======== Pasaje proporcionado ========

“Tus
pecados te son perdonados” (Mc 2,
1-12). Un hombre afectado de parálisis recibe una doble curación por parte de
Jesús: la curación espiritual, porque le perdona los pecados, y la curación
corpórea, porque le cura su parálisis. El episodio revela que el encuentro
personal con Jesús no solo no deja nunca al alma con las manos vacías, sino que
recibe aun aquello que el alma ni siquiera podía imaginar que podía recibir. En
el caso del hombre con parálisis, su máxima aspiración era recibir un milagro
de curación física, de manos de un hombre con poderes extraordinarios, del cual
había oído hablar maravillas, y por eso se atrevía a ser llevado ante su
Presencia. Sus aspiraciones no iban más allá de ser curado en su impedimento
corpóreo, pero en su encuentro con Jesús recibe no solo lo que fue a buscar,
sino un don infinitamente más grande, el don del Amor de Dios, manifestado en
el perdón de los pecados. El hombre paralítico va a buscar la sanación de su cuerpo,
y se encuentra con que, además, recibe la sanación del espíritu, al perdonarle
Dios en Persona sus pecados.

======== Datos mostrados ========

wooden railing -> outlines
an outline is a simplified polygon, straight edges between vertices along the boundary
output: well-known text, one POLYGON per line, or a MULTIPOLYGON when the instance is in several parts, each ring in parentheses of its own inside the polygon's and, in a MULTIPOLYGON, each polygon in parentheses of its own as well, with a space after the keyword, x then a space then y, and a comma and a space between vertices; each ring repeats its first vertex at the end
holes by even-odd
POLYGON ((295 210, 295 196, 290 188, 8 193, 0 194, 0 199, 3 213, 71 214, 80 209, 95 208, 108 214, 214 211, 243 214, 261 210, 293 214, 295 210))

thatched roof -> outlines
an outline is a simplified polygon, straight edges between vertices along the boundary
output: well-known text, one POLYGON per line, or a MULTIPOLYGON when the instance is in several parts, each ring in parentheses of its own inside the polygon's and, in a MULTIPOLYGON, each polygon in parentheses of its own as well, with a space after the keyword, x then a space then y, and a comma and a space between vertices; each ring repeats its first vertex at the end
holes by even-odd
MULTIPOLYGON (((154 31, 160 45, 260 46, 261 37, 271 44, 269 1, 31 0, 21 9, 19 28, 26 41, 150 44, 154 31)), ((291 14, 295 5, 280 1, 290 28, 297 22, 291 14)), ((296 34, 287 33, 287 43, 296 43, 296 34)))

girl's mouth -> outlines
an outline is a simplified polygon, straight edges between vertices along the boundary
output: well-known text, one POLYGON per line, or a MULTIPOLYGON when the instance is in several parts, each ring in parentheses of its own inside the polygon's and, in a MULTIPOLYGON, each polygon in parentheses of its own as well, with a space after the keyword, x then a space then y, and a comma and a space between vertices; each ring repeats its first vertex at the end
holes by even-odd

========

→ **Tarea requerida**: Según el pasaje sobre el paralítico, ¿qué dos curaciones recibe el hombre por parte de Jesús? El material no guarda relación con el pasaje.

→ **Resultado**: La curación espiritual, porque le perdona los pecados, y la curación corpórea, porque le cura su parálisis.